WHAT TO PRODUCE: Gather each line from the rows below that contains the word "surface".

RECORD SET:
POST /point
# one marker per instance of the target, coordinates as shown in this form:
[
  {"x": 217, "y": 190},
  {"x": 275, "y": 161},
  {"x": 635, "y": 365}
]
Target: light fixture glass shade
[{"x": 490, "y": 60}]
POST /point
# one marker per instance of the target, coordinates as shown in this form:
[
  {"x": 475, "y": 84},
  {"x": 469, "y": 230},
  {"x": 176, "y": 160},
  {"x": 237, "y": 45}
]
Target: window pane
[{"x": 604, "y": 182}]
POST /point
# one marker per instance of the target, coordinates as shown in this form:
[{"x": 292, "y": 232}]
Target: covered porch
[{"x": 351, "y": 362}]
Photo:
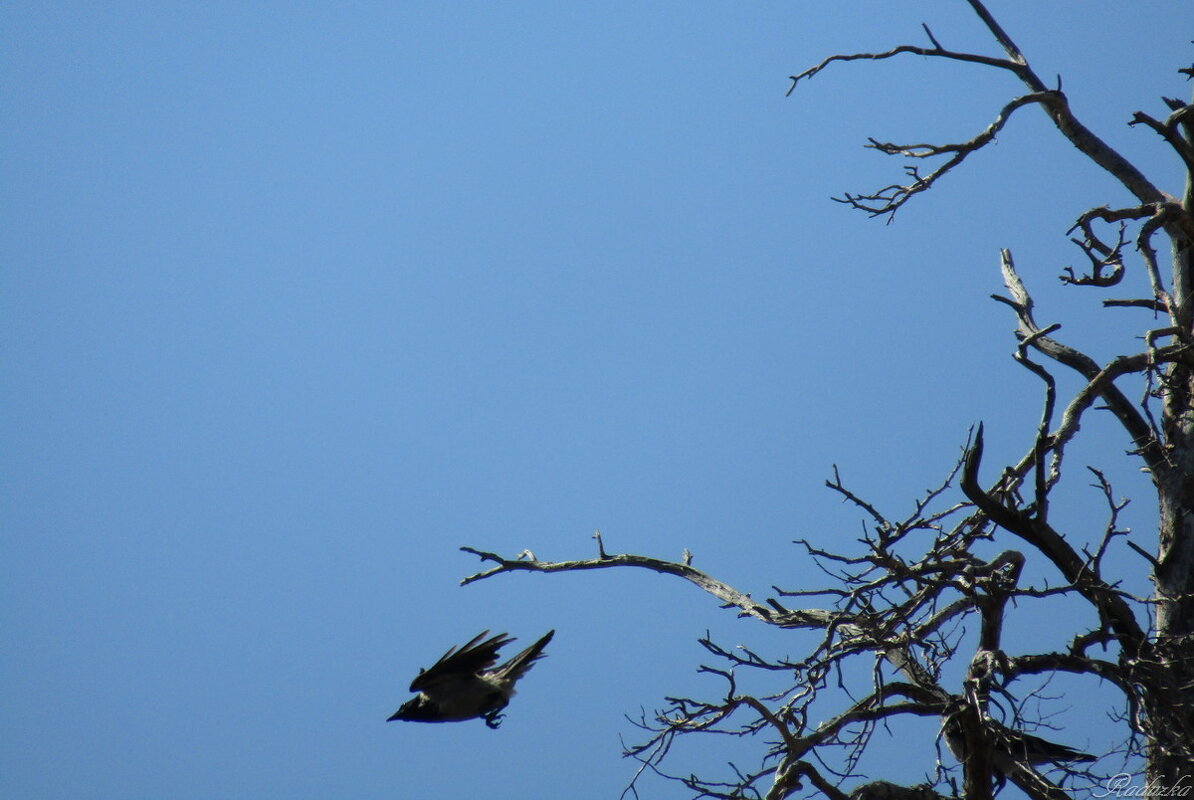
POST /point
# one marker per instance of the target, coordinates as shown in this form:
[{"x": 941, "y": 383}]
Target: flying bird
[{"x": 463, "y": 684}]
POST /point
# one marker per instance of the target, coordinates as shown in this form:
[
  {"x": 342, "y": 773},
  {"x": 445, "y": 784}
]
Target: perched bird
[
  {"x": 463, "y": 684},
  {"x": 1009, "y": 746}
]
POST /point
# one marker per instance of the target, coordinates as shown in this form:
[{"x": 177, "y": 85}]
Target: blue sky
[{"x": 300, "y": 297}]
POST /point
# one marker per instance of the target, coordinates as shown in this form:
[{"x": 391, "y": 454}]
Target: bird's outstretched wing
[{"x": 463, "y": 663}]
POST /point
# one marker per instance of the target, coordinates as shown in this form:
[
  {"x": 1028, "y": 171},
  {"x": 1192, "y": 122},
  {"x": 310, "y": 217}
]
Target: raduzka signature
[{"x": 1121, "y": 786}]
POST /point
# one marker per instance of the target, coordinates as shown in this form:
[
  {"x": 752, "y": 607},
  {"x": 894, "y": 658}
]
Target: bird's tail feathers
[{"x": 517, "y": 666}]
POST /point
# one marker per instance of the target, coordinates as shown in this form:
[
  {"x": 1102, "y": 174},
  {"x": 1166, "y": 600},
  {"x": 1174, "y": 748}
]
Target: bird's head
[{"x": 417, "y": 709}]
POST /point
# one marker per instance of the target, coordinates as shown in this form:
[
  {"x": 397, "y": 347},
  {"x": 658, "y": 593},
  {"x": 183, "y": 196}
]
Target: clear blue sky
[{"x": 297, "y": 297}]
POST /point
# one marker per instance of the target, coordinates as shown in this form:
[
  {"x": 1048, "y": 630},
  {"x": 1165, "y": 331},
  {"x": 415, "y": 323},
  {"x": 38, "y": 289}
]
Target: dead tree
[{"x": 900, "y": 604}]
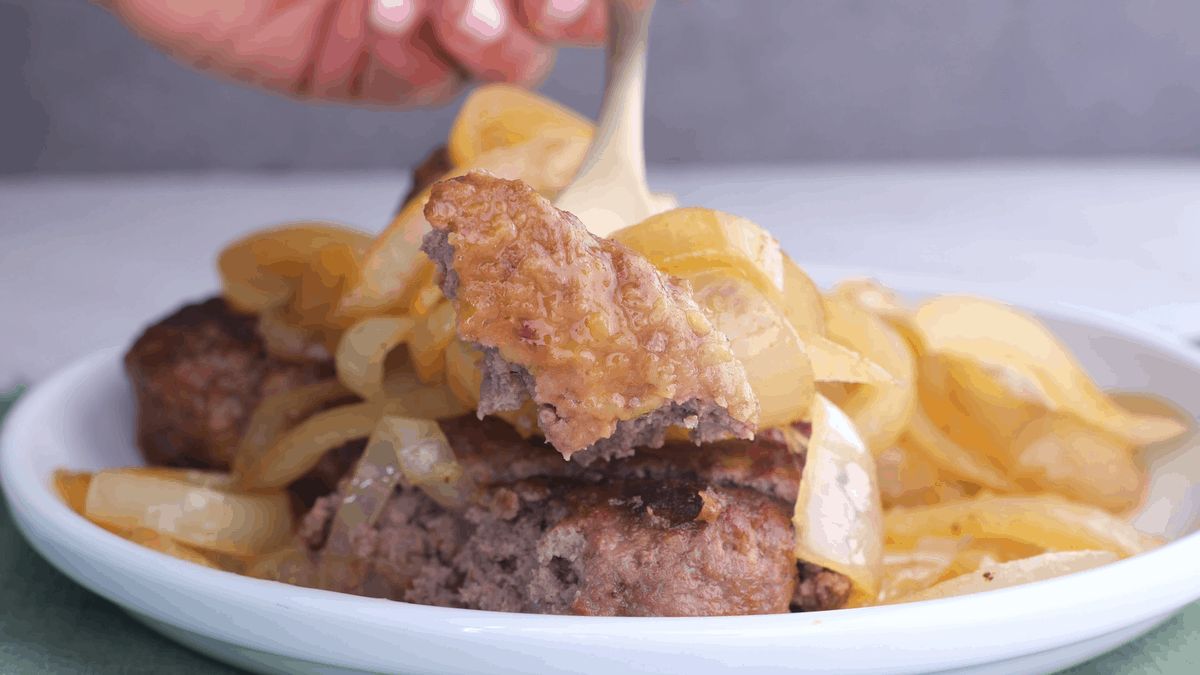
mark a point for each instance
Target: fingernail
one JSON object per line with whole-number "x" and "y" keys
{"x": 485, "y": 19}
{"x": 393, "y": 16}
{"x": 564, "y": 10}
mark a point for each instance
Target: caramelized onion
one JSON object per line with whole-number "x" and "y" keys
{"x": 427, "y": 460}
{"x": 366, "y": 493}
{"x": 839, "y": 521}
{"x": 946, "y": 454}
{"x": 1045, "y": 520}
{"x": 364, "y": 350}
{"x": 196, "y": 511}
{"x": 300, "y": 449}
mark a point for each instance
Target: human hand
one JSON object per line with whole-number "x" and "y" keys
{"x": 375, "y": 53}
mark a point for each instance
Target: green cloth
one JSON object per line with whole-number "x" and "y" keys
{"x": 49, "y": 625}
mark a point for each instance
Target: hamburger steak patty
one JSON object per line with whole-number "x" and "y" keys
{"x": 676, "y": 531}
{"x": 198, "y": 375}
{"x": 532, "y": 276}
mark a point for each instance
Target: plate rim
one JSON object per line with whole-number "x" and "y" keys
{"x": 31, "y": 497}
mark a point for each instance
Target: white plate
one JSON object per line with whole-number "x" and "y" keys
{"x": 83, "y": 418}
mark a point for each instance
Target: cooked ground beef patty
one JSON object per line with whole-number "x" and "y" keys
{"x": 199, "y": 374}
{"x": 676, "y": 531}
{"x": 671, "y": 531}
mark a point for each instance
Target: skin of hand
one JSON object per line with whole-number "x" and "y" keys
{"x": 393, "y": 54}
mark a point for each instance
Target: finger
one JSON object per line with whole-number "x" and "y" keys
{"x": 337, "y": 58}
{"x": 409, "y": 71}
{"x": 251, "y": 41}
{"x": 564, "y": 22}
{"x": 486, "y": 39}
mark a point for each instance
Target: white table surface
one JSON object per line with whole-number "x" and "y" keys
{"x": 87, "y": 262}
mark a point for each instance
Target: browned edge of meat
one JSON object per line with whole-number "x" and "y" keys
{"x": 432, "y": 167}
{"x": 675, "y": 531}
{"x": 606, "y": 282}
{"x": 199, "y": 374}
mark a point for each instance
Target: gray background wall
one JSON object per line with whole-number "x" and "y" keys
{"x": 750, "y": 81}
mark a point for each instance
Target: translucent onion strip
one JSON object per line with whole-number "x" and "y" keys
{"x": 364, "y": 350}
{"x": 913, "y": 569}
{"x": 72, "y": 487}
{"x": 946, "y": 454}
{"x": 300, "y": 449}
{"x": 289, "y": 565}
{"x": 193, "y": 513}
{"x": 403, "y": 394}
{"x": 835, "y": 363}
{"x": 1044, "y": 520}
{"x": 431, "y": 336}
{"x": 1015, "y": 573}
{"x": 426, "y": 459}
{"x": 279, "y": 413}
{"x": 839, "y": 521}
{"x": 366, "y": 493}
{"x": 880, "y": 411}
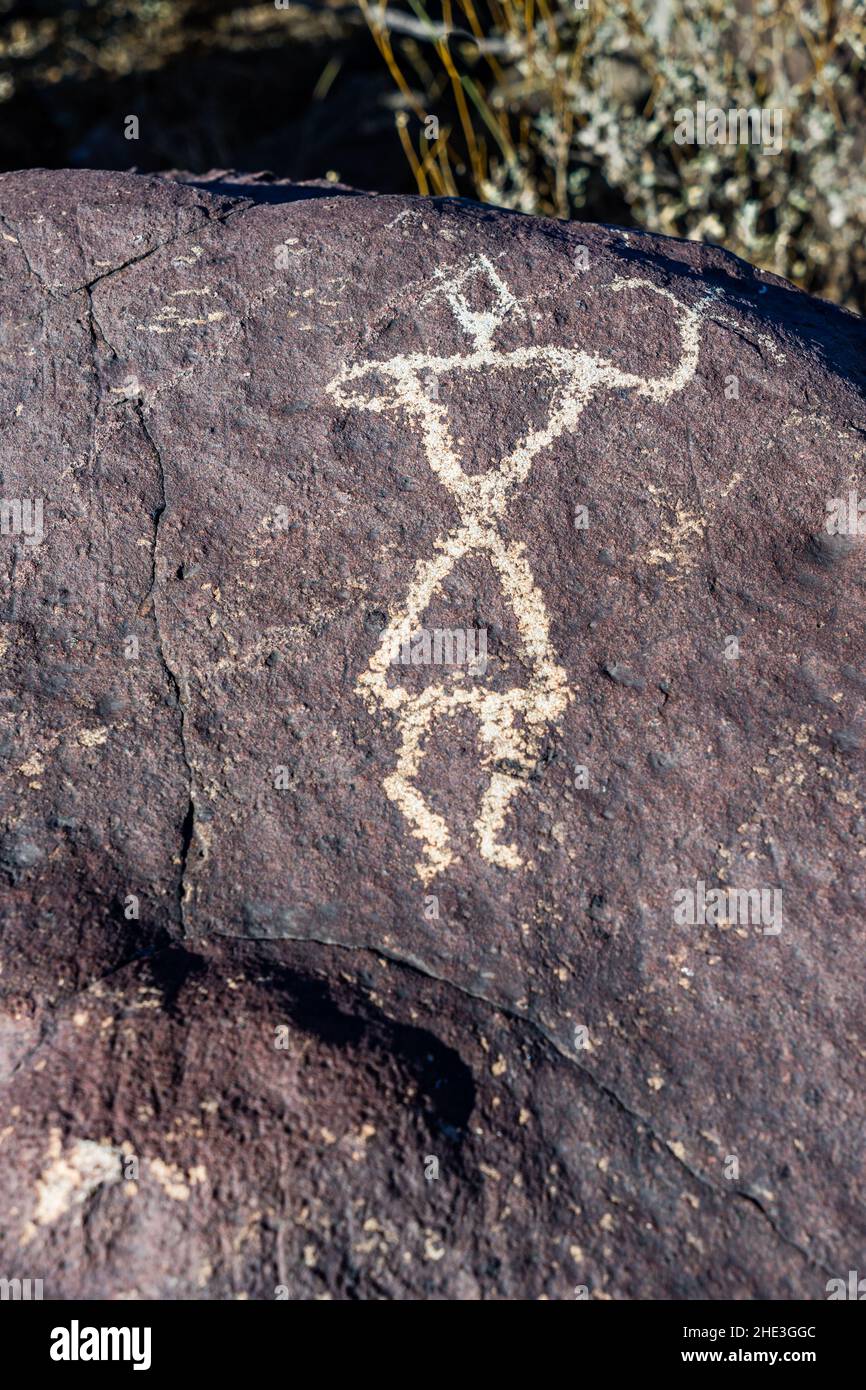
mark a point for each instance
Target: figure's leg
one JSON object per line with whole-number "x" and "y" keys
{"x": 427, "y": 826}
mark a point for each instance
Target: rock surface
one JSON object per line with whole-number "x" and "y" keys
{"x": 285, "y": 927}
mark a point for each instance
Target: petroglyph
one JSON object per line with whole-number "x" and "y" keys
{"x": 513, "y": 722}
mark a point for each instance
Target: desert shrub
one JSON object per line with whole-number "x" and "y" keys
{"x": 549, "y": 107}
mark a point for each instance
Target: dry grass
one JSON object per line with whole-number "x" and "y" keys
{"x": 570, "y": 113}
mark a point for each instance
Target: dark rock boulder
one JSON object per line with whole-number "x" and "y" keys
{"x": 433, "y": 840}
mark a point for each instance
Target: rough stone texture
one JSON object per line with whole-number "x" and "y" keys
{"x": 170, "y": 381}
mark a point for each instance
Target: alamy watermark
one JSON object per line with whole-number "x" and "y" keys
{"x": 729, "y": 906}
{"x": 22, "y": 516}
{"x": 738, "y": 125}
{"x": 20, "y": 1290}
{"x": 441, "y": 647}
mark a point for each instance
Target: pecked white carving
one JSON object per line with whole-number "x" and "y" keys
{"x": 512, "y": 722}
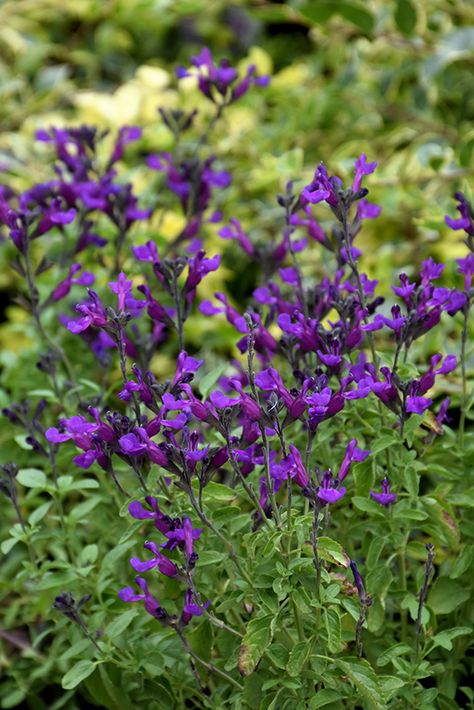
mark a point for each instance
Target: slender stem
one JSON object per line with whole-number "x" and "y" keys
{"x": 464, "y": 374}
{"x": 299, "y": 627}
{"x": 232, "y": 553}
{"x": 403, "y": 584}
{"x": 209, "y": 666}
{"x": 119, "y": 243}
{"x": 212, "y": 618}
{"x": 35, "y": 311}
{"x": 123, "y": 369}
{"x": 314, "y": 542}
{"x": 179, "y": 312}
{"x": 360, "y": 289}
{"x": 266, "y": 448}
{"x": 423, "y": 595}
{"x": 247, "y": 487}
{"x": 359, "y": 626}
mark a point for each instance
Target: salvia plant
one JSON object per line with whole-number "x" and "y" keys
{"x": 284, "y": 524}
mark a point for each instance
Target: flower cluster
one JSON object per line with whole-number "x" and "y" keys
{"x": 180, "y": 535}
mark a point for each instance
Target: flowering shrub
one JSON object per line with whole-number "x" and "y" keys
{"x": 261, "y": 531}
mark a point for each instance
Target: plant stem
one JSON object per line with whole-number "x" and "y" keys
{"x": 213, "y": 619}
{"x": 266, "y": 448}
{"x": 232, "y": 553}
{"x": 464, "y": 374}
{"x": 423, "y": 595}
{"x": 179, "y": 312}
{"x": 35, "y": 311}
{"x": 209, "y": 666}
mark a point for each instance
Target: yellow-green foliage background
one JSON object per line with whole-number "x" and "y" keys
{"x": 393, "y": 79}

EXERCISE SOLUTION:
Target: white table surface
Target: rock surface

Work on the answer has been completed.